__Work instructions__.
Find the lines in the records below that contain "tail", and report each of them.

Data records: Begin

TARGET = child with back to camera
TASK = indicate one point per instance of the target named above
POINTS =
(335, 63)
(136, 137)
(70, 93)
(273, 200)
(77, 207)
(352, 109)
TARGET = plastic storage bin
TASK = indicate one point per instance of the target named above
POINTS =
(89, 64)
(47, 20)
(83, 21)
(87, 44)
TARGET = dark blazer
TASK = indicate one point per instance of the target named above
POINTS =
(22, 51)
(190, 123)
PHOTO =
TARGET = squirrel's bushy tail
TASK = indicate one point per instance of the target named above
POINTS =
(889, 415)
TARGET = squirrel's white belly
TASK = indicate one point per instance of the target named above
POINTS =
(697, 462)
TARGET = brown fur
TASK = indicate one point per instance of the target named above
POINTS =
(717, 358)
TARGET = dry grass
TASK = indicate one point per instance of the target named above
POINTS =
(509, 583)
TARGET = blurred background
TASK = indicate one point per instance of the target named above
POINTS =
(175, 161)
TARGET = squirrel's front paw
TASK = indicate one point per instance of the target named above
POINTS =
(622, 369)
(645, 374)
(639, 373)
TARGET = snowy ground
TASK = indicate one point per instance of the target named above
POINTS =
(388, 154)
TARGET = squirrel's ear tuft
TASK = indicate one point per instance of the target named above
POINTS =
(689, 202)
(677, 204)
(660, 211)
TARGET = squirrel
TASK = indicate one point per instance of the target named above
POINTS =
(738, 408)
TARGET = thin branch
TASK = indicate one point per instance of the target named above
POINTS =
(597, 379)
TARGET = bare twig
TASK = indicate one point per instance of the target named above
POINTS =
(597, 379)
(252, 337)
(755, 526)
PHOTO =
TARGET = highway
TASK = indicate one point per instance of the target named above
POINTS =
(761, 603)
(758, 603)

Data records: End
Data records: Begin

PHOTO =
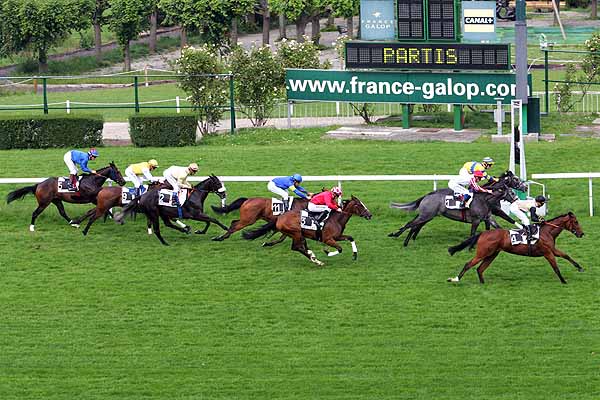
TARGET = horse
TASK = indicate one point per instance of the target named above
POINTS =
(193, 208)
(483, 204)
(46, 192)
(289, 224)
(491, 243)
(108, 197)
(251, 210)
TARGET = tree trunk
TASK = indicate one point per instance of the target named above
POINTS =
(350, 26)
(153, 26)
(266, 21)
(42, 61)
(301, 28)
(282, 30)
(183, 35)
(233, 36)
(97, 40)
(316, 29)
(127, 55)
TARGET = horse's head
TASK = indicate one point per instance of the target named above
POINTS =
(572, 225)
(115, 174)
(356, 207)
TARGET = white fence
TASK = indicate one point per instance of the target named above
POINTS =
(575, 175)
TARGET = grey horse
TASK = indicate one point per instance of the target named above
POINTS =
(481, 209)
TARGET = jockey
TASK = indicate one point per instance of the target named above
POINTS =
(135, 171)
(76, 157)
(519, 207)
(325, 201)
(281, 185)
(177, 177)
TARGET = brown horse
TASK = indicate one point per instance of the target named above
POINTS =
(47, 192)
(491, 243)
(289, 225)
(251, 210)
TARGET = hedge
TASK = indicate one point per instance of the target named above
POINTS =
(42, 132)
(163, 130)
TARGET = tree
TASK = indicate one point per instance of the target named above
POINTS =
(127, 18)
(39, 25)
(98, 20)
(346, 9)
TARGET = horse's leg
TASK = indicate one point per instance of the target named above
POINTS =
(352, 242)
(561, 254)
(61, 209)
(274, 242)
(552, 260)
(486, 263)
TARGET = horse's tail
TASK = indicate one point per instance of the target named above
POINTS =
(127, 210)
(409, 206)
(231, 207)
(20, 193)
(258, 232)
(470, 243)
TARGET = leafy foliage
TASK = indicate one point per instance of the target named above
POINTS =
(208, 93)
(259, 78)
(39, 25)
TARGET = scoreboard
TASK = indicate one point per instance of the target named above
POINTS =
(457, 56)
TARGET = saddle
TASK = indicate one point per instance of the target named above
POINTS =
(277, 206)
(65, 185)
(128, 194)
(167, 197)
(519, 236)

Data records: End

__The answer__.
TARGET = squirrel's bushy tail
TARGET = horse's tail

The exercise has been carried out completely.